§ **Exercices**
1. Recopiez fidèlement le passage du texte sur le commerce équitable, depuis "L’idée existe depuis" jusqu'à "de perdre patience.".
2. D'après le texte sur le commerce équitable, quelle part de marché les produits équitables et les produits bios ne dépassent-ils pas ?

§ **Texte du document**
※ ※ ※
Il est grand temps de perdre patience

10.05.2018

L’idée existe depuis bientôt 50 ans. Depuis que les « dames bananes » de Frauenfeld ont réclamé de bonnes conditions de production et des prix équitables pour ces fruits jaunes, le commerce
équitable de produits tropicaux s’est fortement développé. En matière de produits fairtrade et d’agriculture biologique, la Suisse est championne du monde. Pourtant, malgré un engagement
sur plusieurs décennies, ni les produits équitables ni les produits bios ne dépassent 10% des parts de marché. A ce rythme, il faudrait plusieurs siècles pour que les 90% restants de nos aliments soient élaborés de telle sorte qu’ils permettent à celles et ceux qui les produisent, en Suisse ou à l’étranger, de mener une vie digne tout en préservant le sol, l’eau, le climat et la biodiversité. Il est donc grand temps de perdre patience.
※ ※ ※
(Données issues d'une collecte de données)
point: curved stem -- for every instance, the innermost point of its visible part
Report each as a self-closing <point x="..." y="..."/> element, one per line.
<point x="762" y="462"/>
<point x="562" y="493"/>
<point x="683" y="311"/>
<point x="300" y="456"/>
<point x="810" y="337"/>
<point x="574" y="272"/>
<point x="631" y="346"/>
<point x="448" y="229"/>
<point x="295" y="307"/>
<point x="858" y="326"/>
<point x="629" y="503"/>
※ ※ ※
§ **Corrigé des exercices**
1.
L’idée existe depuis bientôt 50 ans. Depuis que les « dames bananes » de Frauenfeld ont réclamé de bonnes conditions de production et des prix équitables pour ces fruits jaunes, le commerce
équitable de produits tropicaux s’est fortement développé. En matière de produits fairtrade et d’agriculture biologique, la Suisse est championne du monde. Pourtant, malgré un engagement
sur plusieurs décennies, ni les produits équitables ni les produits bios ne dépassent 10% des parts de marché. A ce rythme, il faudrait plusieurs siècles pour que les 90% restants de nos aliments soient élaborés de telle sorte qu’ils permettent à celles et ceux qui les produisent, en Suisse ou à l’étranger, de mener une vie digne tout en préservant le sol, l’eau, le climat et la biodiversité. Il est donc grand temps de perdre patience.

2. Ils ne dépassent pas 10% des parts de marché.